══ Document extract
Sometimes helps a soul
August 15, 2011 (Monday)
My twin sisters and I lived with our maternal grandparents from the summer of 1941 to the summer of 1944, the year both our parents married our step parents. From then on, each of us lived with the parent of our choice, moving back and forth between the two homes, until we graduated from high school, going our separate ways.
The following experience took place while we were living with our grandparents in 1942 or 1943.
I was in the sixth grade when I got sick at school one morning. I went to the nurse’s office and she told me to go home, which I did. It was lunch time, so my grandfather suggested I eat if I felt like it. He fixed me a big bowl of blackeyed peas that my grandmother had already cooked. I loved her blackeyed peas. She learned to cook in the heart of East Texas, and knew what she was doing. Boy, I can almost taste those peas right now.
════
══ Extracted information
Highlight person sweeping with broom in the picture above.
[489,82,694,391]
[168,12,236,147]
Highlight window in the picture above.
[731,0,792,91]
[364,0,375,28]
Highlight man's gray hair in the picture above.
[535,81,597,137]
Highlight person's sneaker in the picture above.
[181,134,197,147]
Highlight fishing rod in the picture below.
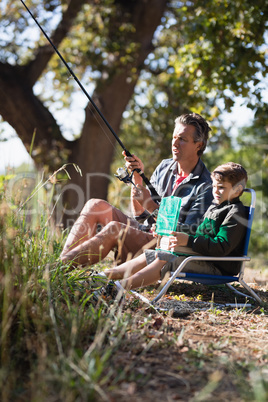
[20,0,161,201]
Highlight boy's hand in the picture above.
[168,232,189,251]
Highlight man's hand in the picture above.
[168,232,189,251]
[131,184,158,213]
[122,151,144,172]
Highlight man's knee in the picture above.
[81,198,112,215]
[104,221,125,236]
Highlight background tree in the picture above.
[0,0,268,226]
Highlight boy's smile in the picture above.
[212,178,239,204]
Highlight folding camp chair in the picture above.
[151,189,262,304]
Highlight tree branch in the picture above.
[24,0,87,86]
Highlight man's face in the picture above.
[212,178,239,205]
[172,123,202,163]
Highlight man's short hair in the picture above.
[211,162,248,189]
[175,113,211,156]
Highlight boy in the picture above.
[96,162,247,290]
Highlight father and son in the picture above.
[61,113,247,296]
════
__Task instructions__.
1) In the grandparents memoir, where did the grandmother learn to cook?
2) Proceed with the grandparents memoir, writing on from its last sentence.
The entries come from a separate source.

__Task-by-task answers__.
1) In the heart of East Texas.

2)
When I say, “big bowl” of peas, I’m not exaggerating. What he served me was a serving bowl full of delicious blackeyed peas. In my frail, sickened condition, I decided to try and eat. Well, one spoonful led to the next, and before I knew it, I had devoured all the blackeyed peas in that big bowl.
I’m telling you the truth about this; I’m not making it up. I had come home sick, hardly able to put one foot in front of the other (the school was just a few blocks away), but after eating all those blackeyes I felt so good I went back to school! A miracle cure!
Maybe our local pharmacies should start stocking blackeyed peas, available as an over-the-counter medicine. They surely cured me.